## Instructions to follow:
Turn everything from the line containing "Reviewer note: check that each instance of the dog's tail" down to the end of the records below into a numbered list, leaving out blank lines.

(Dataset entries)
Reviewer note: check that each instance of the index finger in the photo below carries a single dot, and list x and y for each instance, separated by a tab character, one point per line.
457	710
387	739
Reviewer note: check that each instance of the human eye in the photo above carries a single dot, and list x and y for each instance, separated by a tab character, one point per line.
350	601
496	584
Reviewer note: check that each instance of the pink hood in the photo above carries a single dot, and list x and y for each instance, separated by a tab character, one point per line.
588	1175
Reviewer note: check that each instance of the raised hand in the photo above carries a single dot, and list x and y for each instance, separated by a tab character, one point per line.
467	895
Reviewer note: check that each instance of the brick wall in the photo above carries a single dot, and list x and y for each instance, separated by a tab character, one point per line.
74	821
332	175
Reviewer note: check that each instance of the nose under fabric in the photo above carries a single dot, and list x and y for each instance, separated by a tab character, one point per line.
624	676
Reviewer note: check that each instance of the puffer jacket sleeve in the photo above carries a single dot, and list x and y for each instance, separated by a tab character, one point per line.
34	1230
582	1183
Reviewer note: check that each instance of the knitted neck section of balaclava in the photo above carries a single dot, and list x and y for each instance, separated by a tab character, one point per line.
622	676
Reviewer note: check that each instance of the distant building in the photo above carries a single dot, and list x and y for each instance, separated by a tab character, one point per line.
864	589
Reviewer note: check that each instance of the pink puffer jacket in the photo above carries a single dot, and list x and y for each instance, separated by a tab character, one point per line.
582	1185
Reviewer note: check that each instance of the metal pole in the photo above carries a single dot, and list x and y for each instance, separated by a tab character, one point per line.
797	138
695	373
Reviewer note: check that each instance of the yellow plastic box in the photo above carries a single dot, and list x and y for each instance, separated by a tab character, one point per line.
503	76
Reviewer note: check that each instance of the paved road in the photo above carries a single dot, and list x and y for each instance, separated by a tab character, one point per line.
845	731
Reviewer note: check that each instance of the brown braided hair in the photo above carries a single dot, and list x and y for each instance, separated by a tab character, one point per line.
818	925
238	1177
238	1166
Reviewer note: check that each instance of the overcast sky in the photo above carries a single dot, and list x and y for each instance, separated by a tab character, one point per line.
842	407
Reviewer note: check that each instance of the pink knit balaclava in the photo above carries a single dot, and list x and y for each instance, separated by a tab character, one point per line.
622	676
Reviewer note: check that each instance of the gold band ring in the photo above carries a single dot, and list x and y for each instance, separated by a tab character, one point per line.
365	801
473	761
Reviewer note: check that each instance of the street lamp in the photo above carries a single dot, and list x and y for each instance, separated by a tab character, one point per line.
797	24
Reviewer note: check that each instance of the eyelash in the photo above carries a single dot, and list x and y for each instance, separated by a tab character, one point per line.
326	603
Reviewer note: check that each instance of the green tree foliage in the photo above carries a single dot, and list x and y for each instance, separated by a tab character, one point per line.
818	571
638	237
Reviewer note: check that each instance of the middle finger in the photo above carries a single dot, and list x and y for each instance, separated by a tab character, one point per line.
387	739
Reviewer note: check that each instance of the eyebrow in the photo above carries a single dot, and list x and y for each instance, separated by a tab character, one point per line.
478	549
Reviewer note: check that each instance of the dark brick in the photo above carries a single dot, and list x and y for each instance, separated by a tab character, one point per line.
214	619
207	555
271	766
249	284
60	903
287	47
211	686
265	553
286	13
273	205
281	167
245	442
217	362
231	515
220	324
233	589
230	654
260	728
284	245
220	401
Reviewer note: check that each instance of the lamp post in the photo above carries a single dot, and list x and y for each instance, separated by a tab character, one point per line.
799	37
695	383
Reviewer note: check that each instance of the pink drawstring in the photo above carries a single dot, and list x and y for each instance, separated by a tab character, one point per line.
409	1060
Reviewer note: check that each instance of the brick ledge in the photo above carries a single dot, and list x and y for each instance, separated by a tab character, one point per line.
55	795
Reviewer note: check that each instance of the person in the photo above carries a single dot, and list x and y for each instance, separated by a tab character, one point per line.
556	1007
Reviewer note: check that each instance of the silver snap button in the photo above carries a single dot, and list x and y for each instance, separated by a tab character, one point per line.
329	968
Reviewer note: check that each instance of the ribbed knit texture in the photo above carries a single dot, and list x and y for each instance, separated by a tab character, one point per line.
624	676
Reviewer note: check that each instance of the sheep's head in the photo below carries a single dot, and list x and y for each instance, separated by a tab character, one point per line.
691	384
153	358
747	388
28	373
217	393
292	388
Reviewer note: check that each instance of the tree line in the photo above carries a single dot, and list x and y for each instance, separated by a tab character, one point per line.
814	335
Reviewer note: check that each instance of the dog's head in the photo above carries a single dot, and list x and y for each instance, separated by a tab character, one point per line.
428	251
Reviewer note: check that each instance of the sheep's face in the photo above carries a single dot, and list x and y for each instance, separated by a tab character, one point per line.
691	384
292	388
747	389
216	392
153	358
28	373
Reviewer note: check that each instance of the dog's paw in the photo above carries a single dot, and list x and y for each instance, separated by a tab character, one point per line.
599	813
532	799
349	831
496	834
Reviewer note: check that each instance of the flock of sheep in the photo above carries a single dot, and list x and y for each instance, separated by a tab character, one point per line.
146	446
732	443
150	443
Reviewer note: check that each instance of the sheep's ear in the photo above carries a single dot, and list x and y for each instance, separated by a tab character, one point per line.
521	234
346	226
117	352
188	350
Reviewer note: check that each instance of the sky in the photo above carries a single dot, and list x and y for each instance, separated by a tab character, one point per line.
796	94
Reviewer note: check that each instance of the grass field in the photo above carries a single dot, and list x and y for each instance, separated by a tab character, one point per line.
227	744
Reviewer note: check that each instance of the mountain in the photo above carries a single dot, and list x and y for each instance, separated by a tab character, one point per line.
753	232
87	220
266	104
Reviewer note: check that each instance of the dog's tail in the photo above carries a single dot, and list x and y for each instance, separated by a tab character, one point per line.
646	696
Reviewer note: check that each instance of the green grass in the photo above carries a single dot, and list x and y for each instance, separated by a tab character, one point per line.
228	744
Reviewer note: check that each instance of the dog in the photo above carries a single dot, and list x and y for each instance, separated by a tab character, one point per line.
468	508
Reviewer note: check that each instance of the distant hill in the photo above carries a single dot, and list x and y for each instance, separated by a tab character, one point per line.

## Task solution:
1. Reviewer note: check that each instance of the dog's tail in the photo above carries a single dot, and list x and y for each instance, separated by a tab character, one point per line.
2. 646	696
3. Reviewer note: check that each instance of the green grass in the photo above carries a single dot, and list x and y for each instance, separated by a tab character, one point per line.
4. 228	744
5. Reviewer note: check that each instance of the dog in the photo above carries a single dot, and list x and y for each instance, separated by a tab character, one point per line.
6. 468	508
7. Reviewer note: check that each instance of the distant hill in the photo above carries a single dot, and list x and y for each instance, separated by a tab character, one point per line.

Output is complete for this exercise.